Start to finish, reproduce the records below with nothing missing.
--- Listed records ---
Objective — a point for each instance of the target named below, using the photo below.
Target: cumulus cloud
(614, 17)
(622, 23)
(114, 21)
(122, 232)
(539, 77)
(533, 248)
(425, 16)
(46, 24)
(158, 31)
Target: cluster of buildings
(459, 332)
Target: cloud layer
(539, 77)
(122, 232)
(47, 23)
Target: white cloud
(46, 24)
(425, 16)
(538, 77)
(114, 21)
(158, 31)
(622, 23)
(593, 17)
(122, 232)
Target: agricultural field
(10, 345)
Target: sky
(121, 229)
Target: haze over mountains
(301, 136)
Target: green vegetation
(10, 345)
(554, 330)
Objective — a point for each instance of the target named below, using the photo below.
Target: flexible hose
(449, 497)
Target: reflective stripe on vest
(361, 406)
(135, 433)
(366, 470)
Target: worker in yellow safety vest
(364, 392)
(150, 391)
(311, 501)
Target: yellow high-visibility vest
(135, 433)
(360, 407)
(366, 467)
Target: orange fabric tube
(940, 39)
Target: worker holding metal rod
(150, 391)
---
| Result of the exercise |
Objective — a point for each instance of the target named below, using the photo below.
Target: cumulus cloud
(614, 17)
(622, 23)
(114, 21)
(122, 232)
(539, 77)
(533, 248)
(425, 16)
(46, 24)
(158, 31)
Target: cluster of buildings
(459, 332)
Target: cloud layer
(539, 77)
(122, 232)
(47, 23)
Target: white cloud
(46, 24)
(425, 16)
(538, 77)
(114, 21)
(158, 31)
(622, 23)
(593, 17)
(122, 232)
Target: agricultural field
(10, 345)
Target: sky
(121, 229)
Target: haze over mountains
(301, 136)
Target: green vegetation
(10, 345)
(554, 330)
Objective — a point for each instance of the target named below, using the photo below.
Target: flexible hose
(449, 497)
Target: reflective stripe on vest
(361, 406)
(135, 433)
(366, 470)
Target: worker in yellow safety vest
(364, 392)
(150, 391)
(311, 501)
Target: yellow high-visibility vest
(135, 433)
(360, 407)
(366, 467)
Target: orange fabric tube
(940, 39)
Target: worker holding metal rod
(150, 391)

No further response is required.